Without any alteration, retype the records that appear below.

━━ RECORD EXCERPTS

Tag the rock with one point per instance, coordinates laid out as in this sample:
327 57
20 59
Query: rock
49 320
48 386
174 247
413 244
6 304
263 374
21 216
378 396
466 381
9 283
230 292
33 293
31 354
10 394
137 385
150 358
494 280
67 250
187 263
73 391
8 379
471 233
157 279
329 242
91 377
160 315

━━━━

## OUTPUT OF THE EXERCISE
Tag the rock with one point per instance, coordinates laid out as in this sample:
327 57
20 59
Query: rock
49 320
48 386
174 247
413 244
6 304
263 374
21 216
378 396
466 381
9 283
230 292
33 293
31 354
10 394
137 385
150 358
494 280
67 250
187 263
73 391
8 379
471 233
157 279
329 242
91 377
160 315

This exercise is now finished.